Dataset items
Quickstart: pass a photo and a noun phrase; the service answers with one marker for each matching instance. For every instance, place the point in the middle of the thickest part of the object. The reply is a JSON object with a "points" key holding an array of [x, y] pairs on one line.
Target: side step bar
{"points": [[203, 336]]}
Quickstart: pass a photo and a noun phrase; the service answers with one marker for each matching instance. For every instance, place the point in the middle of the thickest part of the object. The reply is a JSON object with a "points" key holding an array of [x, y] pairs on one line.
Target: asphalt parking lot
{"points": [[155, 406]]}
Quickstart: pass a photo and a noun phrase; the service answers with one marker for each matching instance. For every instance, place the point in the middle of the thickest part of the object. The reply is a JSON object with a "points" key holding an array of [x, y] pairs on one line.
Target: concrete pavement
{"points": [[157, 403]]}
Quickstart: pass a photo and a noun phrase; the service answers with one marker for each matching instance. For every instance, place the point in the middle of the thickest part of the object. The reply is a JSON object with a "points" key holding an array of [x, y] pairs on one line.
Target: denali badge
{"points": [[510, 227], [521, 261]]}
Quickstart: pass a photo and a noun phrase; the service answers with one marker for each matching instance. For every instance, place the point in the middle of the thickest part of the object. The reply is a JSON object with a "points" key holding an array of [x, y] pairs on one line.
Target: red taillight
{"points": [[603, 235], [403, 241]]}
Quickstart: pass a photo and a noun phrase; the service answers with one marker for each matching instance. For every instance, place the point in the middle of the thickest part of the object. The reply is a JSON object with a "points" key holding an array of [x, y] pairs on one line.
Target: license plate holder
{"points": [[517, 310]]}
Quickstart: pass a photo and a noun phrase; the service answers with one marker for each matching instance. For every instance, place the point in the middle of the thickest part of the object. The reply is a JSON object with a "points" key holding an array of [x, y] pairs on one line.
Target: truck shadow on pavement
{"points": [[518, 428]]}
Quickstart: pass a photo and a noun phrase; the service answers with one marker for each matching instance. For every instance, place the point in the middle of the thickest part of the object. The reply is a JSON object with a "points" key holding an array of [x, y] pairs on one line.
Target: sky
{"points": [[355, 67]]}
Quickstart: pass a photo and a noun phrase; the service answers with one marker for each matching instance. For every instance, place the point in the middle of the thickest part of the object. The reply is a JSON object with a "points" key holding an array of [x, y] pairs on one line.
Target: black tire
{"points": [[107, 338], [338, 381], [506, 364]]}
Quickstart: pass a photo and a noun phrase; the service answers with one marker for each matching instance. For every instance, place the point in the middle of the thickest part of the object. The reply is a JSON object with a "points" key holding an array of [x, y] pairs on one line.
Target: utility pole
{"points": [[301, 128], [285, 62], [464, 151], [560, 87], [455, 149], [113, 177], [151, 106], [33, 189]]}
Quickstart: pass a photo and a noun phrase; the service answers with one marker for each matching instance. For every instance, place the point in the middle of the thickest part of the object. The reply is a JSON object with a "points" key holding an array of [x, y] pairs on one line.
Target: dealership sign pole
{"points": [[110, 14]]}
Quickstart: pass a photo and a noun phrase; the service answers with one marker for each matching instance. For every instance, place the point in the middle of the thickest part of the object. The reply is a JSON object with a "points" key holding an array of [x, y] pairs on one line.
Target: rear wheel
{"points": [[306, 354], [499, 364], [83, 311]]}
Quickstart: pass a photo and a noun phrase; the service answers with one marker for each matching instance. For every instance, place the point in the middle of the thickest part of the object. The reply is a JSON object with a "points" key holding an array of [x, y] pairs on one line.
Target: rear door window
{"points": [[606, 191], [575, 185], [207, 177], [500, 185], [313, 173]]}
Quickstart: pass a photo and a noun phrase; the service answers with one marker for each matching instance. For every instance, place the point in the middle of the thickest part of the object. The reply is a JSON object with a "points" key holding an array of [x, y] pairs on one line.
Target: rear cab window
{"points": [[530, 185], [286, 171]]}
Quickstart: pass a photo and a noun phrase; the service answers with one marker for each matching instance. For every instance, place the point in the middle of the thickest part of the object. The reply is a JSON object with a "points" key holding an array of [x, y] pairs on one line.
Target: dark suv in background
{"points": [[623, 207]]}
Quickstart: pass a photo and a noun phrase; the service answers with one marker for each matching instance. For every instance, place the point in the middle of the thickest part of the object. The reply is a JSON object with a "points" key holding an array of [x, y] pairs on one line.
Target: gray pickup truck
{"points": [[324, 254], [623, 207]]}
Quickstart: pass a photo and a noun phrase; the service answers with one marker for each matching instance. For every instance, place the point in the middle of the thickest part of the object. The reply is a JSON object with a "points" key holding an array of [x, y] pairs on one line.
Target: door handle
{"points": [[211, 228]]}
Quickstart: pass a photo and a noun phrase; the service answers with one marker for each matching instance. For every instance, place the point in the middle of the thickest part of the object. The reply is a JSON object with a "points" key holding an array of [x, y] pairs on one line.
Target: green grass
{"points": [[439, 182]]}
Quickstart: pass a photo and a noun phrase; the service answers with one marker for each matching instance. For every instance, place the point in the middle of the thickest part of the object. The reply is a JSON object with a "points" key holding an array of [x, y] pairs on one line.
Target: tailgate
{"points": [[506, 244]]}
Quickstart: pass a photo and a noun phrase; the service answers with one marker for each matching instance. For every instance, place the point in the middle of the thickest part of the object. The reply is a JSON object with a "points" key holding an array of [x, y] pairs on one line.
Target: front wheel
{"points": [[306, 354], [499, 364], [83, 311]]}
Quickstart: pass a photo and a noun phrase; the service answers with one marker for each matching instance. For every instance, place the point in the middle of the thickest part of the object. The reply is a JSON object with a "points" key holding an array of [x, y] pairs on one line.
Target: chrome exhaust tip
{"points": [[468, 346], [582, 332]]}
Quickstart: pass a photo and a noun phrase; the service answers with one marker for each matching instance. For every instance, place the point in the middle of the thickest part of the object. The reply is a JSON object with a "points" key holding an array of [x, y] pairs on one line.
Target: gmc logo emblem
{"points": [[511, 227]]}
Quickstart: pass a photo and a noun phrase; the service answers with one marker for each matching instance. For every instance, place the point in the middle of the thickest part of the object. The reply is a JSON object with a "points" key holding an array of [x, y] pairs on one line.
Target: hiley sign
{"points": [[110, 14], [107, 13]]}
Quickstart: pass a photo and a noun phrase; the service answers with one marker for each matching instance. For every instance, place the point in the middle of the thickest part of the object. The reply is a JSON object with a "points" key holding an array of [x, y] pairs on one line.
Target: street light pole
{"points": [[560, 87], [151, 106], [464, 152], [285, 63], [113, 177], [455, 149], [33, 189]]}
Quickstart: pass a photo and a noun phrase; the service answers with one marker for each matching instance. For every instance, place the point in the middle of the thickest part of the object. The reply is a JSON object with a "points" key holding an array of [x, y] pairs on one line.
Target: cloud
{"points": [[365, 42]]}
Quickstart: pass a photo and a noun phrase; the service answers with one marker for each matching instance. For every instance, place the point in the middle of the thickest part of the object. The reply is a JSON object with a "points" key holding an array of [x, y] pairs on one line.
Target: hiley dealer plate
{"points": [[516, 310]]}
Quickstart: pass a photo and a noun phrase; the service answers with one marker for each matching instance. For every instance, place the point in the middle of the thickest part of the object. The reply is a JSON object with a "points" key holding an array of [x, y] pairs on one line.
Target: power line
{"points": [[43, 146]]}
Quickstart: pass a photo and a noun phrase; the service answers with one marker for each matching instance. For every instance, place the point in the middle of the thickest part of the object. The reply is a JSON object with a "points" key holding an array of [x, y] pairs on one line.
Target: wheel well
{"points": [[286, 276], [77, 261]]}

■ Work to be completed ■
Word for word, transcribe each of the entries above.

■ Task answer ■
Quickstart: pass a photo and a noun phrase; the service answers with one marker for each matching instance. For every instance, place the point in the middle of the thickest part of the object. The reply is a JSON object with a "points" key holding an array of [x, y] pairs on one line.
Target: side step bar
{"points": [[203, 336]]}
Quickstart: pass a photo and a noun phrase; the service answers with one marker for each matching instance. For every instance, place the point in the middle of the thickest part of the object. The reply is a JSON object with a "points" key holding an array of [x, y] pairs on one line.
Target: asphalt parking lot
{"points": [[155, 406]]}
Quickstart: pass a photo and a noun phrase; the service answers with one marker for each matching instance. For every instance, place the point in the middle of the thickest part of the object. The reply is a JSON object with a "points" key holding an array of [x, y] pairs on one line.
Target: concrete pavement
{"points": [[157, 403]]}
Quickstart: pass a photo and a noun phrase; the service answers with one marker for each matching instance. For every instance, place the point in the middle of the thickest part of the object. The reply is a JSON object with a "points" key holding an array of [x, y] pairs on one line.
Target: denali badge
{"points": [[510, 227], [521, 261]]}
Quickstart: pass a photo and a noun phrase; the service answers with one marker for each matching instance. For every instance, place the point in the middle of the thickest part of the object. The reply is a JSON object with a "points" key holding an array of [x, y] pairs on one line.
Target: red taillight
{"points": [[603, 235], [403, 241]]}
Quickstart: pass a photo and a noun phrase; the service answers with one marker for each matching instance. For every instance, place the point in the middle of the thickest part of the object. The reply is a JSON object with a "points" key holding an array of [x, y] pairs on one line.
Target: license plate holder
{"points": [[517, 310]]}
Quickstart: pass a photo and a noun phrase; the service answers with one marker for each matching instance. For every instance, place the point in the middle of the thickest part of the object. The reply is a JSON object with a "points" key holding an array of [x, y] pairs on one line.
Target: truck shadow on pavement
{"points": [[518, 428]]}
Quickstart: pass a photo and a noun phrase; the service answers with one marker for each matching instance. For every instance, place the point in the middle of the thickest part of the object. The reply is a JSON object with a "points" key holding an array of [x, y] pairs on one line.
Target: sky
{"points": [[355, 67]]}
Quickstart: pass a photo and a noun phrase; the service answers with one marker for each matching instance. For every instance, place the point in the middle of the thickest part of the object. The reply is a JSON object with a "points" key holding an array of [x, y] pairs on one line.
Target: black tire
{"points": [[107, 338], [338, 381], [506, 364]]}
Quickstart: pass a photo and a noun phrase; the service answers with one marker for each matching instance. For every instance, place the point in the middle of the thickest part of the object. The reply is a JSON object with a "points" key holding an array of [x, y] pairs on one line.
Target: utility pole
{"points": [[301, 128], [285, 62], [464, 151], [560, 87], [455, 149], [113, 177], [151, 106], [33, 189]]}
Quickstart: pass a photo and a noun phrase; the service answers with one marker for each matching instance. For every instance, place the point in the middle of the thickest part of the object. The reply is a JSON object with a "points" key holding an array of [x, y] pairs on one line.
Target: dealership sign pole
{"points": [[110, 14]]}
Quickstart: pass a photo and a noun phrase; the service answers with one marker for each matching instance. For every instance, place the point in the middle of the thickest part of the object. The reply is a JSON object with a "points" key holding an array of [x, y] pairs on one line.
Target: rear wheel
{"points": [[306, 354], [499, 364], [83, 311]]}
Quickstart: pass a photo and a noun phrase; the service answers with one marker for each matching instance. For every instance, place the point in the middle of the thickest part of the object. The reply is a JSON object with a "points" key holding an array of [x, y] pairs on one line.
Target: rear door window
{"points": [[606, 191], [575, 185], [207, 177], [500, 185], [313, 173]]}
Quickstart: pass a photo and a noun phrase; the service answers with one marker for each matching instance. For every instance, place the point in the middle of the thickest part of the object. The reply is a JSON object with a "points" key holding an array of [x, y] pairs on one line.
Target: rear cab window
{"points": [[530, 185], [286, 171]]}
Quickstart: pass a photo and a noun phrase; the service answers with one marker for each matching instance. For every instance, place the point in the middle of the thickest part of the object. The reply is a JSON object with a "points" key holding an array of [x, y] pairs on one line.
Target: dark suv in background
{"points": [[623, 207]]}
Quickstart: pass a photo and a noun phrase; the service answers with one marker for each matching instance. For every instance, place the point in the middle of the thickest part of the object. The reply is a JSON object with a "points" key holding an array of [x, y] pairs on one line.
Target: gray pickup truck
{"points": [[324, 254], [623, 207]]}
Quickstart: pass a photo and a noun phrase; the service answers with one marker for each matching instance. For every instance, place the point in the middle of the thickest part of the object. The reply is a JSON object with a "points" key holding an array of [x, y] pairs on one line.
Target: door handle
{"points": [[211, 228]]}
Quickstart: pass a photo and a noun phrase; the service answers with one marker for each matching instance. For every instance, place the point in the middle of the thickest part of the object. The reply is a JSON object with a "points" key holding an array of [x, y] pairs on one line.
Target: green grass
{"points": [[439, 182]]}
Quickstart: pass a photo and a noun phrase; the service answers with one marker for each matching instance. For every instance, place the point in the middle of the thickest part of the object. The reply is a JSON object with a "points" key holding an array of [x, y] pairs on one line.
Target: tailgate
{"points": [[506, 244]]}
Quickstart: pass a photo and a noun phrase; the service answers with one marker for each matching instance. For every instance, place the point in the middle of the thickest part of the object. The reply is a JSON object with a "points" key holding an array of [x, y] pairs on one line.
Target: front wheel
{"points": [[306, 354], [499, 364], [83, 311]]}
Quickstart: pass a photo and a noun phrase; the service answers with one marker for each matching instance. For every instance, place the point in the middle of the thickest part of the object. The reply is a JSON object with a "points" key holding an array of [x, y] pairs on one line.
Target: chrome exhaust tip
{"points": [[468, 346], [582, 332]]}
Quickstart: pass a photo and a noun phrase; the service answers with one marker for each matching instance. For every instance, place the point in the middle of the thickest part of the object. The reply is a JSON object with a "points" key holding an array of [x, y] pairs on one line.
Target: gmc logo emblem
{"points": [[511, 227]]}
Quickstart: pass a photo and a noun phrase; the service answers with one marker for each matching instance. For every instance, place the point in the middle of the thickest part of the object. The reply is a JSON object with a "points" key holding an array of [x, y] pairs on one line.
Target: hiley sign
{"points": [[110, 14], [107, 13]]}
Quickstart: pass a photo and a noun phrase; the service answers with one marker for each matching instance. For every instance, place the point in the middle of the thickest part of the object. The reply is a JSON object with a "points" key holding an array of [x, y] pairs on one line.
Target: street light pole
{"points": [[560, 87], [151, 106], [464, 152], [285, 63], [113, 177], [455, 149], [33, 189]]}
Quickstart: pass a photo and a noun phrase; the service answers with one marker for each matching instance. For every instance, place the point in the middle of the thickest part of the object. The reply is a JSON object with a "points" key holding an array of [x, y] pairs on one line.
Target: cloud
{"points": [[365, 42]]}
Quickstart: pass a photo and a noun phrase; the service answers with one marker for each matching instance. For every instance, place the point in the middle of the thickest part of the object. The reply is a JSON object with a "points" key holding an array of [x, y] pairs on one line.
Target: hiley dealer plate
{"points": [[516, 310]]}
Quickstart: pass a photo and a noun phrase; the service answers with one marker for each matching instance. For every instance, place the point in the middle of the thickest part of the object. The reply is a JSON object with a "points" key holding an array of [x, y] pairs on one line.
Target: power line
{"points": [[43, 146]]}
Quickstart: pass a photo and a noun phrase; the service answers with one marker for each matching instance. For every instance, place the point in the middle of the thickest part of the object. The reply is a JSON object with a "points" key holding an array of [x, y] pairs on one line.
Target: wheel well
{"points": [[286, 276], [77, 261]]}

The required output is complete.